-- Instructions to follow --
Everything from the line that contains "This quickstart shows" through the final line of the records below should be quoted exactly, except the pictures.

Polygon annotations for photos

##############################

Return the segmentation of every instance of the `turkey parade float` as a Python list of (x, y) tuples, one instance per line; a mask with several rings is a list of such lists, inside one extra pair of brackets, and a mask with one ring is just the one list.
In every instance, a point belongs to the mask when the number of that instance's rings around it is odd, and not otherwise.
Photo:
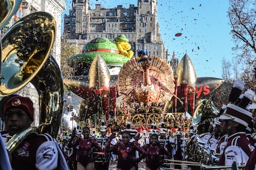
[[(136, 54), (120, 34), (114, 42), (93, 39), (84, 45), (82, 53), (69, 59), (74, 76), (64, 83), (82, 99), (79, 121), (96, 131), (105, 127), (109, 134), (130, 129), (134, 137), (140, 135), (140, 140), (144, 136), (141, 144), (150, 134), (163, 133), (173, 147), (168, 149), (171, 160), (163, 164), (166, 168), (216, 163), (219, 157), (206, 149), (203, 140), (210, 132), (197, 132), (217, 123), (220, 110), (211, 94), (223, 80), (197, 78), (187, 54), (176, 72), (161, 56), (148, 55), (146, 50)], [(179, 142), (185, 144), (180, 158), (175, 158), (179, 134)]]

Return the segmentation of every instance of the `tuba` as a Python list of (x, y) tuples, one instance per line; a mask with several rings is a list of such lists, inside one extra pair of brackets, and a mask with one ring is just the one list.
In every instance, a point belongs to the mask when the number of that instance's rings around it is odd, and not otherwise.
[(10, 152), (31, 133), (47, 132), (57, 137), (64, 87), (61, 71), (50, 54), (56, 28), (55, 20), (49, 14), (38, 12), (21, 18), (1, 38), (0, 97), (11, 95), (28, 83), (35, 87), (39, 95), (40, 126), (14, 135), (6, 144)]

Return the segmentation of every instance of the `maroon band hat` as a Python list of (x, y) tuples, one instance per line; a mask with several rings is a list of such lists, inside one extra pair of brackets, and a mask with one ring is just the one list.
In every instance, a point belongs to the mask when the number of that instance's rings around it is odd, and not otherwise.
[(32, 121), (34, 119), (34, 108), (33, 102), (28, 97), (20, 95), (14, 96), (9, 99), (4, 106), (4, 114), (11, 108), (19, 108), (25, 110), (28, 113)]

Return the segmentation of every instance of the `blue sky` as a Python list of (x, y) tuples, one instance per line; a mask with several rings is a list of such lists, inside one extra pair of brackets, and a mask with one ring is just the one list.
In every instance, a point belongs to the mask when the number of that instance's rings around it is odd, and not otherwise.
[[(68, 14), (71, 0), (67, 0)], [(175, 51), (181, 60), (190, 57), (197, 77), (221, 78), (221, 60), (231, 60), (234, 46), (227, 16), (228, 1), (223, 0), (158, 0), (158, 23), (166, 49)], [(91, 8), (101, 4), (106, 8), (129, 4), (137, 0), (90, 0)], [(181, 36), (175, 36), (181, 33)]]

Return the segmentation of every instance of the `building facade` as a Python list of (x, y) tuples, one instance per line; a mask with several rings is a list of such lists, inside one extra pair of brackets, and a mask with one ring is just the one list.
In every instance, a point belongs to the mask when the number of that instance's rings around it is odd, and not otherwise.
[(69, 15), (64, 15), (63, 39), (82, 46), (96, 38), (114, 41), (122, 34), (129, 39), (135, 55), (147, 50), (148, 55), (168, 60), (159, 31), (156, 0), (138, 0), (137, 6), (129, 8), (118, 5), (114, 9), (96, 4), (89, 6), (88, 0), (74, 0)]
[[(23, 0), (21, 6), (17, 12), (10, 20), (9, 23), (2, 30), (7, 31), (19, 18), (31, 13), (45, 11), (49, 13), (56, 22), (56, 38), (51, 54), (56, 59), (61, 67), (61, 14), (66, 9), (66, 4), (63, 0)], [(35, 115), (33, 125), (38, 126), (40, 124), (39, 115), (39, 96), (36, 90), (32, 83), (28, 83), (24, 88), (17, 92), (23, 96), (30, 97), (34, 103)], [(2, 123), (0, 121), (0, 130), (2, 129)]]

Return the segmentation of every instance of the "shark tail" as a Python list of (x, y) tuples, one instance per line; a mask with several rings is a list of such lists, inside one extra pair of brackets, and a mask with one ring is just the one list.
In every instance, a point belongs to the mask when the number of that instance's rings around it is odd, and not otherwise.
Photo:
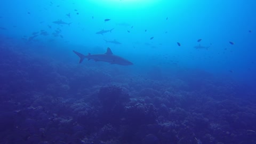
[(114, 28), (113, 28), (113, 29), (109, 30), (109, 31), (111, 33), (111, 31), (112, 31), (112, 30), (113, 30), (114, 29)]
[(79, 53), (77, 51), (74, 51), (73, 52), (76, 54), (79, 58), (80, 58), (80, 60), (79, 61), (79, 63), (81, 63), (84, 60), (84, 59), (86, 58), (85, 55), (83, 55), (83, 54)]

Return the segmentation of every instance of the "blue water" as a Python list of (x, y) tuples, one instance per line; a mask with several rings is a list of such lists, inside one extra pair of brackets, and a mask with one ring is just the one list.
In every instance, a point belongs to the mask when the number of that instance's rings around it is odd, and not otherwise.
[(256, 143), (254, 1), (1, 3), (0, 143)]

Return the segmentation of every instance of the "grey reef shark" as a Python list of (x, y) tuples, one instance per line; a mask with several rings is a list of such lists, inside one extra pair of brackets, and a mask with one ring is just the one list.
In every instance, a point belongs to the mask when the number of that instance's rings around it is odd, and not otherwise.
[(61, 20), (54, 21), (53, 21), (52, 22), (58, 25), (68, 25), (68, 26), (69, 26), (71, 23), (72, 23), (72, 22), (67, 23), (67, 22), (64, 22)]
[(103, 34), (105, 34), (105, 33), (108, 33), (108, 32), (110, 32), (112, 31), (112, 30), (113, 30), (114, 28), (113, 28), (110, 30), (104, 30), (104, 29), (102, 29), (99, 31), (98, 31), (97, 33), (96, 33), (96, 34), (101, 34), (101, 35), (102, 35)]
[(212, 44), (210, 45), (209, 46), (202, 46), (201, 44), (199, 44), (198, 45), (195, 46), (194, 47), (196, 48), (196, 49), (206, 49), (208, 50), (208, 48), (209, 48), (212, 45)]
[(121, 57), (114, 54), (109, 47), (107, 49), (107, 52), (103, 54), (91, 54), (90, 53), (87, 55), (83, 55), (78, 52), (73, 50), (73, 52), (76, 54), (79, 58), (79, 63), (81, 63), (84, 59), (91, 59), (95, 61), (104, 61), (109, 62), (111, 65), (116, 64), (123, 66), (133, 65), (132, 62), (122, 58)]

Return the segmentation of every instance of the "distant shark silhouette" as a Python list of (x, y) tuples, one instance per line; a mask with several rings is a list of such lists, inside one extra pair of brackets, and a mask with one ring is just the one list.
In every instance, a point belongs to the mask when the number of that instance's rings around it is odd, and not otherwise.
[(205, 47), (205, 46), (202, 46), (201, 44), (199, 44), (198, 45), (195, 46), (194, 47), (196, 48), (196, 49), (204, 49), (208, 50), (208, 48), (209, 48), (211, 45), (212, 45), (212, 44), (211, 44), (209, 46)]
[(115, 44), (121, 44), (121, 43), (116, 41), (116, 39), (114, 39), (114, 41), (107, 41), (106, 39), (104, 39), (104, 41), (105, 41), (106, 43), (110, 43)]
[(88, 60), (93, 59), (95, 61), (105, 61), (109, 62), (110, 64), (117, 64), (123, 66), (129, 66), (133, 65), (131, 62), (116, 55), (113, 54), (109, 47), (107, 49), (107, 52), (105, 54), (91, 54), (90, 53), (87, 55), (84, 55), (75, 51), (73, 52), (79, 58), (79, 63), (81, 63), (84, 59), (88, 59)]
[(52, 22), (53, 22), (54, 23), (56, 23), (56, 24), (58, 24), (58, 25), (68, 25), (69, 26), (72, 23), (72, 22), (67, 23), (67, 22), (64, 22), (64, 21), (62, 21), (61, 20), (54, 21), (53, 21)]
[(96, 33), (96, 34), (101, 34), (101, 35), (102, 35), (103, 34), (105, 34), (105, 33), (108, 33), (108, 32), (110, 32), (112, 31), (112, 30), (114, 29), (114, 28), (113, 28), (111, 29), (110, 29), (110, 30), (104, 30), (104, 29), (102, 29), (99, 31), (98, 31), (97, 33)]

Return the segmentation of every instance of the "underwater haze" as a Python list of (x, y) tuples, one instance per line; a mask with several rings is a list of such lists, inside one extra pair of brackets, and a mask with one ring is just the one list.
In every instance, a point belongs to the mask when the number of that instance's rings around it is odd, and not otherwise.
[(0, 143), (256, 143), (255, 7), (2, 1)]

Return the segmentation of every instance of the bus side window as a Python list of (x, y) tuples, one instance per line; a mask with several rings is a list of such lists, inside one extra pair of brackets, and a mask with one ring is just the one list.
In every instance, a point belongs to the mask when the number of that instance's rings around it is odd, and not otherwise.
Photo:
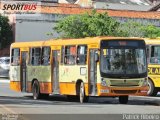
[(41, 64), (42, 65), (49, 65), (50, 64), (50, 47), (43, 47), (42, 48), (42, 59)]
[(31, 64), (40, 65), (41, 64), (41, 48), (31, 48)]
[(74, 65), (76, 63), (76, 46), (66, 46), (64, 63)]
[(12, 49), (11, 65), (18, 66), (20, 64), (20, 49)]
[(77, 64), (86, 64), (87, 61), (87, 46), (79, 45), (77, 48)]
[(150, 63), (160, 64), (160, 46), (151, 47)]

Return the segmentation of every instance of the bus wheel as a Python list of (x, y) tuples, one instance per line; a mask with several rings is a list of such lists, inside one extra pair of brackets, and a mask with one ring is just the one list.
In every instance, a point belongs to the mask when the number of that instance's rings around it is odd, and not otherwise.
[(33, 92), (33, 99), (34, 100), (37, 100), (40, 98), (40, 88), (39, 88), (39, 84), (38, 84), (38, 81), (35, 80), (33, 82), (33, 85), (32, 85), (32, 92)]
[(85, 89), (84, 89), (84, 83), (83, 82), (81, 82), (81, 84), (80, 84), (79, 100), (80, 100), (80, 103), (88, 102), (88, 100), (89, 100), (89, 97), (85, 95)]
[(119, 96), (119, 103), (120, 104), (127, 104), (128, 103), (128, 96)]
[(150, 79), (148, 79), (148, 86), (149, 86), (149, 90), (148, 90), (147, 94), (149, 96), (156, 96), (158, 91), (156, 90), (153, 82)]
[(49, 94), (44, 94), (44, 93), (42, 94), (41, 93), (41, 98), (42, 99), (48, 99), (49, 98)]

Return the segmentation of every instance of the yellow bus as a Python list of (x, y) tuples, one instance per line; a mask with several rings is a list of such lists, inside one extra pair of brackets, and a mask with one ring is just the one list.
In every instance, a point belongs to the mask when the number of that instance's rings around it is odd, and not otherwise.
[(93, 37), (11, 45), (10, 88), (33, 98), (147, 95), (146, 45), (140, 38)]
[(145, 39), (148, 61), (148, 95), (156, 96), (160, 91), (160, 38)]

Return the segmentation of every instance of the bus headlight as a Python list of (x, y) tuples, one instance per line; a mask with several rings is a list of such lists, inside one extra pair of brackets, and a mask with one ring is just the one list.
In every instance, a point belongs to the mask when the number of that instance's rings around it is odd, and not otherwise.
[(101, 78), (101, 86), (107, 86), (106, 80), (103, 78)]

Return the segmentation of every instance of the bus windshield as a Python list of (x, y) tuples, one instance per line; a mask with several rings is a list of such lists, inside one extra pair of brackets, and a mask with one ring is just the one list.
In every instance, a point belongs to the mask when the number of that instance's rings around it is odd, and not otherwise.
[(108, 77), (144, 77), (147, 73), (145, 49), (126, 45), (102, 48), (101, 73)]

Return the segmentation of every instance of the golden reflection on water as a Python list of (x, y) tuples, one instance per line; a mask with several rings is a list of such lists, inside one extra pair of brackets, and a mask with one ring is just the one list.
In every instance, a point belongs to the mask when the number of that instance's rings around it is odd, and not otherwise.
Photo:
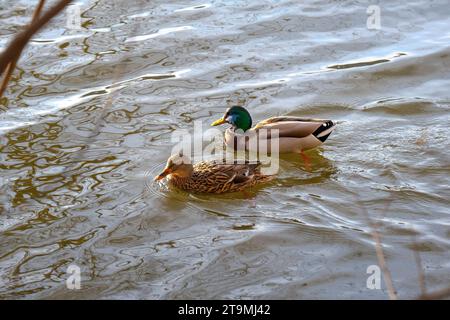
[[(401, 298), (419, 293), (412, 251), (430, 290), (448, 281), (445, 1), (394, 1), (381, 31), (359, 4), (83, 5), (83, 29), (44, 30), (0, 99), (0, 298), (385, 299), (365, 287), (361, 208)], [(4, 10), (2, 44), (28, 17)], [(151, 180), (172, 132), (235, 104), (339, 124), (311, 171), (283, 156), (246, 194)]]

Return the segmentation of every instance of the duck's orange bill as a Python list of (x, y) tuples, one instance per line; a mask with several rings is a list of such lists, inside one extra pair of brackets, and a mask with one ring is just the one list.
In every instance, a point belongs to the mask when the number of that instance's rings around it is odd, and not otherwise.
[(215, 127), (221, 124), (226, 123), (227, 121), (224, 118), (221, 118), (219, 120), (214, 121), (213, 123), (211, 123), (211, 127)]
[(166, 169), (164, 169), (164, 171), (163, 172), (161, 172), (160, 174), (158, 174), (156, 177), (155, 177), (155, 181), (159, 181), (159, 180), (161, 180), (161, 179), (164, 179), (168, 174), (171, 174), (172, 173), (172, 170), (171, 169), (169, 169), (169, 168), (166, 168)]

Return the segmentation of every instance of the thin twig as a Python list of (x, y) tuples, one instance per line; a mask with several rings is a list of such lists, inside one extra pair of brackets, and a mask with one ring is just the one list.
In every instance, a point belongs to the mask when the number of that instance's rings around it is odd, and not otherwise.
[[(412, 236), (412, 242), (413, 244), (416, 244), (416, 237), (415, 235)], [(420, 295), (426, 296), (427, 295), (427, 286), (425, 282), (425, 272), (423, 271), (423, 265), (422, 265), (422, 259), (420, 257), (420, 252), (418, 250), (413, 250), (414, 253), (414, 260), (416, 262), (417, 266), (417, 278), (419, 280), (419, 286), (420, 286)]]
[(450, 287), (419, 296), (420, 300), (439, 300), (450, 297)]
[[(360, 200), (360, 199), (358, 199)], [(383, 214), (387, 212), (389, 209), (389, 206), (391, 205), (392, 201), (389, 201), (386, 204), (386, 207), (384, 208)], [(369, 216), (369, 213), (367, 212), (367, 209), (364, 206), (361, 206), (363, 214), (366, 216), (366, 219), (368, 221), (369, 226), (371, 227), (370, 235), (372, 236), (373, 240), (375, 241), (375, 252), (377, 254), (377, 260), (378, 265), (380, 266), (381, 272), (383, 272), (383, 279), (384, 283), (386, 285), (386, 288), (388, 290), (389, 299), (391, 300), (397, 300), (397, 292), (394, 288), (394, 282), (392, 281), (391, 272), (389, 271), (387, 264), (386, 264), (386, 258), (383, 251), (383, 245), (381, 242), (381, 236), (377, 230), (377, 223), (373, 222), (372, 219)]]
[(36, 9), (34, 10), (33, 18), (31, 19), (31, 23), (36, 22), (36, 20), (39, 18), (39, 16), (41, 15), (42, 8), (44, 7), (44, 4), (45, 4), (45, 0), (39, 1)]
[[(44, 7), (44, 3), (45, 3), (45, 0), (40, 0), (39, 1), (36, 9), (34, 10), (33, 18), (31, 19), (31, 23), (36, 22), (36, 20), (39, 18), (40, 14), (41, 14), (41, 11), (42, 11), (42, 8)], [(22, 54), (22, 50), (17, 54), (15, 59), (12, 60), (8, 64), (8, 66), (6, 67), (5, 76), (3, 77), (2, 84), (0, 85), (0, 98), (5, 93), (5, 90), (6, 90), (7, 86), (8, 86), (9, 80), (11, 79), (11, 76), (14, 73), (14, 69), (16, 68), (17, 60), (19, 60), (21, 54)]]
[(31, 23), (25, 30), (20, 32), (0, 55), (0, 75), (6, 70), (8, 64), (20, 56), (23, 48), (30, 41), (31, 37), (38, 32), (47, 22), (60, 13), (72, 0), (60, 0), (51, 7), (35, 22)]

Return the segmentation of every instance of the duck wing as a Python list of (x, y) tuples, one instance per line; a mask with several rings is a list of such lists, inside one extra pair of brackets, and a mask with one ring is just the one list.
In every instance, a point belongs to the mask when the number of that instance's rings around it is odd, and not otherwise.
[(201, 174), (203, 178), (214, 183), (245, 183), (251, 180), (254, 175), (259, 175), (261, 162), (247, 163), (221, 163), (217, 161), (200, 162), (194, 166), (194, 173)]
[[(292, 116), (280, 116), (265, 119), (256, 124), (251, 130), (277, 129), (279, 137), (303, 138), (310, 134), (318, 137), (320, 133), (333, 128), (335, 124), (326, 119), (309, 119)], [(331, 132), (331, 130), (330, 130)]]

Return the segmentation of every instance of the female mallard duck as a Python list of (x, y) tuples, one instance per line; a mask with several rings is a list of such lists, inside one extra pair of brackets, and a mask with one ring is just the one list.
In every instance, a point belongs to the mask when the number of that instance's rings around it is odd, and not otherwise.
[(226, 164), (202, 161), (192, 165), (182, 154), (171, 156), (163, 172), (155, 177), (169, 176), (169, 183), (177, 188), (199, 193), (224, 193), (243, 191), (266, 182), (273, 176), (263, 175), (260, 162)]
[[(292, 116), (272, 117), (263, 120), (252, 128), (252, 117), (243, 107), (229, 108), (224, 116), (214, 121), (211, 126), (229, 123), (231, 128), (225, 131), (225, 143), (234, 150), (251, 150), (245, 136), (259, 135), (261, 129), (266, 129), (266, 136), (262, 139), (271, 140), (272, 129), (278, 130), (278, 151), (280, 153), (301, 153), (320, 146), (330, 136), (335, 128), (331, 120), (306, 119)], [(238, 130), (240, 129), (240, 130)], [(276, 136), (276, 135), (275, 135)], [(267, 146), (270, 146), (270, 141)], [(259, 142), (261, 143), (261, 141)]]

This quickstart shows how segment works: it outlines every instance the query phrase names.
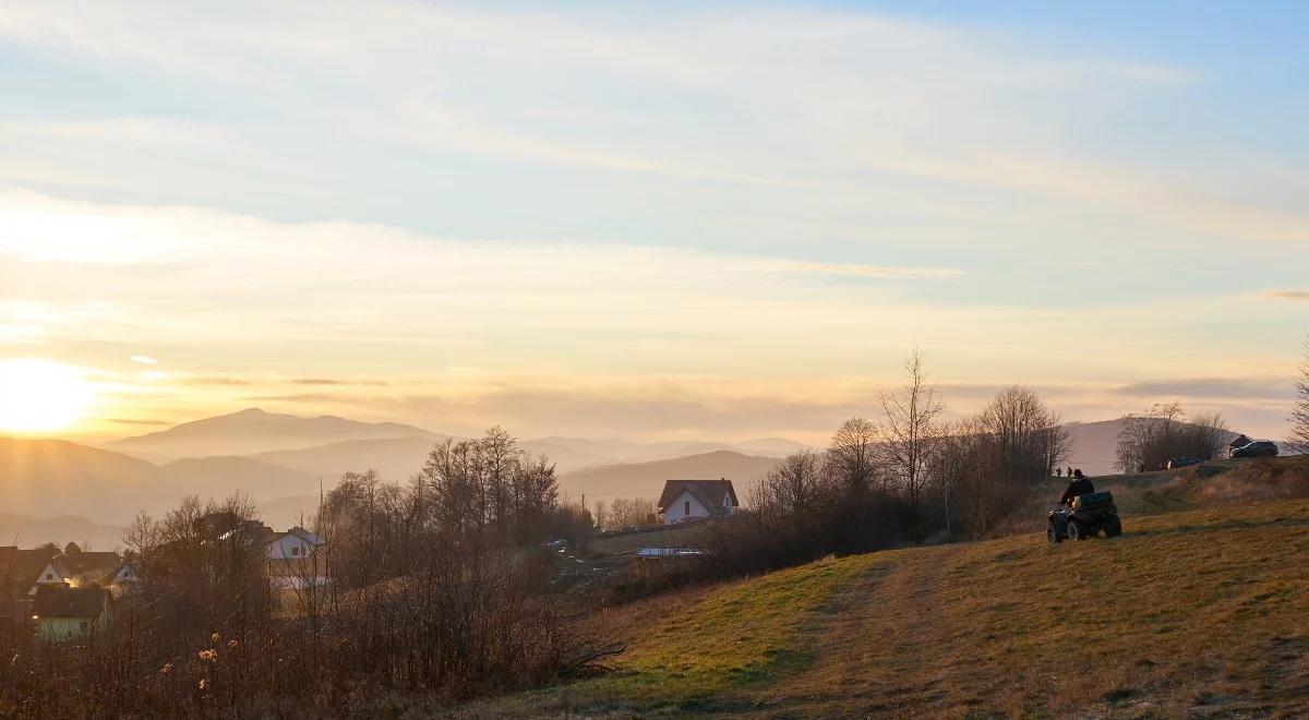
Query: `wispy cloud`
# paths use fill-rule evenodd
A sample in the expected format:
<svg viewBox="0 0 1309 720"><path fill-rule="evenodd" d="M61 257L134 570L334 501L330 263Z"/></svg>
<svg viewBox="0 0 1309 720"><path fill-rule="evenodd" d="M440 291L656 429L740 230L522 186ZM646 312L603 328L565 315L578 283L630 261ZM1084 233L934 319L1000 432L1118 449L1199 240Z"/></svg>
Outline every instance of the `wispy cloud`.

##############################

-- Complete response --
This quickstart shows how segment works: it outlines every instance the query phrase names.
Query: `wispy cloud`
# paths use fill-rule evenodd
A sample in the expected format:
<svg viewBox="0 0 1309 720"><path fill-rule="evenodd" d="M61 257L134 570L334 501L330 263Z"/></svg>
<svg viewBox="0 0 1309 720"><path fill-rule="evenodd" d="M440 291L656 429L740 230L522 186ZM646 312L603 328L565 315L578 283L630 261ZM1084 233L934 319L1000 432L1118 449L1199 240Z"/></svg>
Outline every instance of the `wispy cloud`.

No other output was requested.